[The task]
The required output is the lines from the one with "Target: apartment building" through the end of the data, repeated verbatim, with no pictures included.

(Stored data)
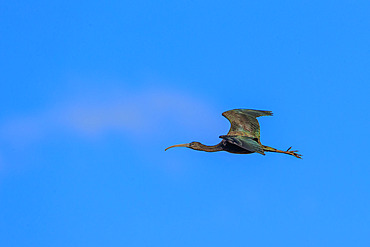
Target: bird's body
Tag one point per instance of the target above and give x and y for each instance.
(243, 136)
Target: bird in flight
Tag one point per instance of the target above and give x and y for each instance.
(243, 136)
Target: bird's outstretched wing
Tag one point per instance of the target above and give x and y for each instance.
(244, 122)
(245, 142)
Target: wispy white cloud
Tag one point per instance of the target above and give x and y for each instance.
(122, 111)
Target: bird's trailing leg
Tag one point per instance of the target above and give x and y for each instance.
(290, 152)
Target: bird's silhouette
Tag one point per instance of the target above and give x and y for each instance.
(243, 136)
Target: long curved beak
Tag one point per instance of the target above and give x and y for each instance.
(178, 145)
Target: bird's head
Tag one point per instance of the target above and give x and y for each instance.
(192, 145)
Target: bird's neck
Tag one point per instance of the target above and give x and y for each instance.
(206, 148)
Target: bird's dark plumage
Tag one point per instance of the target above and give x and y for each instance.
(243, 136)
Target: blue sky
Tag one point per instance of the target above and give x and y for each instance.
(92, 92)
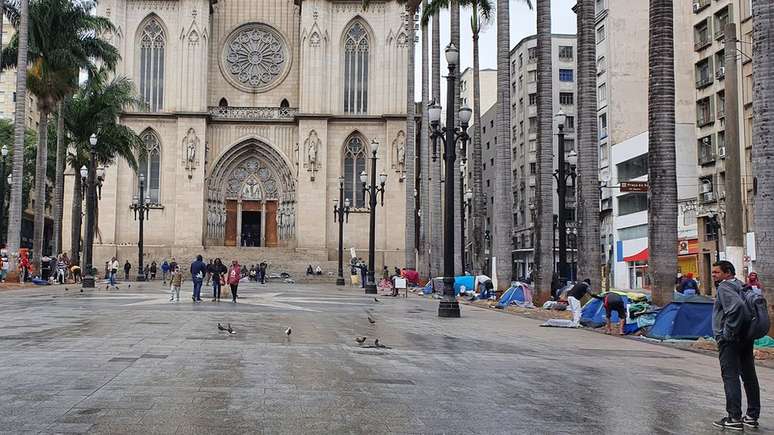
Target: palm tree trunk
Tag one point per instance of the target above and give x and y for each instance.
(763, 145)
(410, 156)
(425, 152)
(503, 205)
(479, 210)
(588, 148)
(15, 206)
(77, 220)
(40, 192)
(454, 11)
(544, 195)
(662, 174)
(61, 157)
(435, 172)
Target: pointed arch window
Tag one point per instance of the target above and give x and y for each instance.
(356, 52)
(354, 164)
(152, 43)
(150, 166)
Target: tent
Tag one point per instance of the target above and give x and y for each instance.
(684, 320)
(519, 294)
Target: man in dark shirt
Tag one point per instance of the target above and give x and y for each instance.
(574, 295)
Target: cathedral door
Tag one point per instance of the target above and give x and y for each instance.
(231, 218)
(271, 223)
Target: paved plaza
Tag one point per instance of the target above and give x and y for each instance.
(129, 361)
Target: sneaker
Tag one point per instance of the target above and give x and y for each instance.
(729, 423)
(750, 422)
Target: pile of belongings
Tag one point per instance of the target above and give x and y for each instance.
(519, 294)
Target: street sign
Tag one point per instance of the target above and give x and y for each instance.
(634, 186)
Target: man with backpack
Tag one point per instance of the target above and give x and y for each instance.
(736, 320)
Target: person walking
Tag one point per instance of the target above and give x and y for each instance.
(574, 296)
(217, 271)
(198, 270)
(234, 275)
(164, 272)
(175, 281)
(730, 318)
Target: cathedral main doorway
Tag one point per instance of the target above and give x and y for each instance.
(251, 198)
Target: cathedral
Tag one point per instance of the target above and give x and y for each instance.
(256, 112)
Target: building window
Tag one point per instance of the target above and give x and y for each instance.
(354, 164)
(633, 168)
(632, 203)
(152, 44)
(149, 166)
(566, 52)
(356, 53)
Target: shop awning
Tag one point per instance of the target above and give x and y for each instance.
(640, 256)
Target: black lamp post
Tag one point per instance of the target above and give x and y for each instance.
(91, 203)
(450, 135)
(372, 190)
(564, 171)
(4, 154)
(340, 215)
(141, 207)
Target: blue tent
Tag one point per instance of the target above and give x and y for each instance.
(519, 294)
(683, 320)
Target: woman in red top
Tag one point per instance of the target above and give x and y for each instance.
(234, 274)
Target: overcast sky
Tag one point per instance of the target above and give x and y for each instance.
(523, 23)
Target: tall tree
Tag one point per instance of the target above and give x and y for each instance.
(411, 141)
(588, 148)
(662, 173)
(763, 129)
(15, 206)
(64, 37)
(544, 195)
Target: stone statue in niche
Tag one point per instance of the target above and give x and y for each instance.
(399, 153)
(190, 145)
(312, 147)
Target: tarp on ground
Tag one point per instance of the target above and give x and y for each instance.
(519, 294)
(683, 320)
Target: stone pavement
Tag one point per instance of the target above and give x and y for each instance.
(129, 361)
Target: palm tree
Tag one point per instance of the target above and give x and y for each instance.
(763, 125)
(662, 174)
(15, 206)
(410, 159)
(588, 155)
(64, 37)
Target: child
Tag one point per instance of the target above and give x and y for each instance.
(177, 282)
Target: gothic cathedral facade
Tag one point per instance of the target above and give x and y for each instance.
(256, 111)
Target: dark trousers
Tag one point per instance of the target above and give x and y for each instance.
(215, 288)
(737, 360)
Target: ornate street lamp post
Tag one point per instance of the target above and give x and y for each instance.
(91, 203)
(340, 215)
(450, 135)
(140, 206)
(372, 190)
(564, 171)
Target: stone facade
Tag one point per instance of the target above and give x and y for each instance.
(252, 124)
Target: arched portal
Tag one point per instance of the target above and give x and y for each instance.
(251, 197)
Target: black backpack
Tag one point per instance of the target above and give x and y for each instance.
(758, 323)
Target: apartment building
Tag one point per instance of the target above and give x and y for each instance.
(524, 125)
(710, 18)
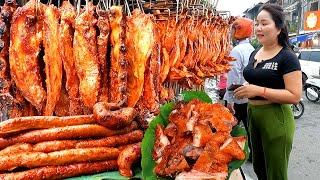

[Your solution]
Target: apartment building
Tag one point per instance of the target above and give x and y for each instance.
(524, 125)
(710, 18)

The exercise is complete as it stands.